CratesMirror
============
.. image:: https://img.shields.io/pypi/v/cratesmirror.svg
:target: https://pypi.python.org/pypi/cratesmirror
About
=====
Download all crates on `crates.io <https://crates.io>`__
Requirement
============
- Python >= 2.7.9
- `requests <https://pypi.python.org/pypi/requests/>`__
- `GitPython <https://pypi.python.org/pypi/GitPython/>`__
- At least 4G free disk space for hosting local crates
Installation
============
::
# pip install cratesmirror
Usage
======
.. code-block:: bash
$ cratesmirror -h
usage: cratesmirror [-h] [-i INDEX] [-w CRATES] [-d DBPATH] [-f LOGFILE]
[-c CHECKDB] [-v]
optional arguments:
-h, --help show this help message and exit
-i, --index INDEX registry index directory (default: /srv/git/index)
-w, --crates CRATES crates directory (default: /srv/www/crates)
-d, --dbpath DBPATH database file path (default: None)
-f, --logfile LOGFILE
log file path (default: None)
-c, --checkdb CHECKDB
check database for missing crates (default: False)
-v, --verbose
Available environment variables: HTTP_PROXY, HTTPS_PROXY, CRATES_DL, CRATES_API
Examples:
# Download all crates only
$ cratesmirror -d /var/lib/crates/crates.db -f /var/log/crates/debug.log
# Find out missing crates, then update the repository
$ cratesmirror --checkdb -d /var/lib/crates/crates.db -f /var/log/crates/debug.log
# Update repo and commit custom settings
$ CRATES_DL='https://crates.mirrors.ustc.edu.cn/api/v1/crates' \
cratesmirror -d /var/lib/crates/crates.db -f /var/log/crates/debug.log
# Using proxy
$ HTTPS_PROXY='https://127.0.0.1:8081' \
cratesmirror -d /var/lib/crates/crates.db -f /var/log/crates/debug.log
Or use it in script
.. code-block:: python
from cratesmirror import CratesMirror
indexdir = '/srv/git/index'
cratesdir = '/srv/www/crates'
config = {'dl': 'https://crates.mirrors.ustc.edu.cn/api/v1/crates',
'api': 'https://crates.io'}
# By default, it will be saved at os.getcwd()/crates.db
dbpath = '/var/lib/cratesmirror/crates.db'
with CratesMirror(indexdir, cratesdir, config=config, dbpath=dbpath) as mirror:
mirror.update_repo()
# with proxy
proxies = {
"http": "http://10.10.1.10:3128",
"https": "http://10.10.1.10:1080",
}
with CratesMirror(indexdir, cratesdir, config=config, proxy=proxies, dbpath=dbpath) as mirror:
mirror.update_repo()

Data extract:
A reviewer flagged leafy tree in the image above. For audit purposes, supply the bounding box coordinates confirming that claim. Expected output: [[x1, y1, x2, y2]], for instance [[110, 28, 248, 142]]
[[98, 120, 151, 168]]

* * *

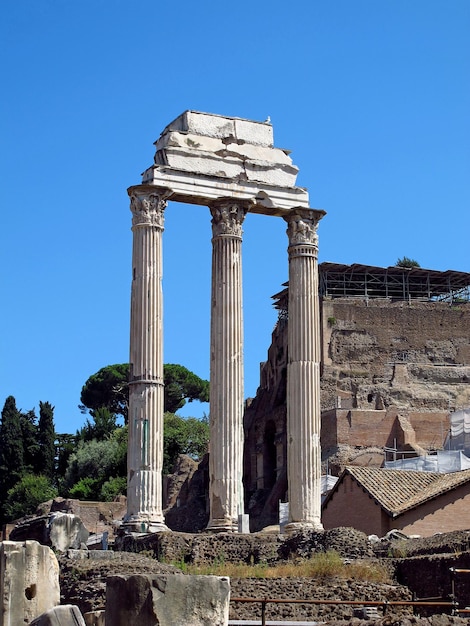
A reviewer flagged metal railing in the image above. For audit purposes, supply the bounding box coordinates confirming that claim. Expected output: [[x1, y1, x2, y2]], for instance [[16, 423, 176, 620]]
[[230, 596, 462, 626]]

Tasks and exercises:
- a) What does the CratesMirror README say is the minimum free disk space needed for hosting local crates?
- b) Copy the portion of the CratesMirror README starting at "-w, --crates CRATES" and ending at "log file path (default: None)", changing each "file path" to "file location".
- c) Which environment variables does the CratesMirror README list as available?

Expected outputs:
- a) At least 4G of free disk space.

- b)
-w, --crates CRATES crates directory (default: /srv/www/crates)
-d, --dbpath DBPATH database file location (default: None)
-f, --logfile LOGFILE
log file location (default: None)

- c) HTTP_PROXY, HTTPS_PROXY, CRATES_DL, CRATES_API